§ **Records shown**

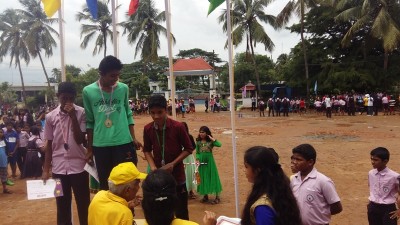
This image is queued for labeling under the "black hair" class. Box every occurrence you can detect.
[370,147,390,161]
[142,169,178,225]
[196,126,212,141]
[149,95,167,109]
[241,146,301,225]
[292,144,317,163]
[58,82,76,96]
[31,126,40,135]
[99,55,123,76]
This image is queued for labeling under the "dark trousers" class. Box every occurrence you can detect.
[367,202,397,225]
[93,142,137,190]
[17,147,27,178]
[52,171,90,225]
[175,183,189,220]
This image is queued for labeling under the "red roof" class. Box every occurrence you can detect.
[174,58,213,71]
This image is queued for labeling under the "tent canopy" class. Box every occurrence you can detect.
[164,58,214,76]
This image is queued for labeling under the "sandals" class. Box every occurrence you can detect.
[3,189,12,194]
[211,196,221,205]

§ **Task**
Reproduce the whole listing above word for word, omitting the pictures.

§ **Written solution**
This image is queued for labeling under the "black hair" class. Box every occurrence you can detect.
[370,147,390,161]
[142,169,178,225]
[196,126,212,141]
[149,95,167,109]
[241,146,301,225]
[292,144,317,163]
[58,82,76,96]
[31,126,40,135]
[99,55,123,76]
This image is queued for labeling under the "dark trousers" class. Box every occurrence you can detect.
[367,202,397,225]
[93,142,137,190]
[17,147,27,178]
[52,171,90,225]
[175,183,189,220]
This image is queued for labeling under the "red roof" class. Box every occurrence you can detect.
[174,58,213,71]
This image is queued for labeling under the "tent canopy" class. Box every occurrence you can detect.
[164,58,214,76]
This image is queued for labeling under the "sandals" class. Box every occurrence you can detect.
[3,189,12,194]
[211,196,221,205]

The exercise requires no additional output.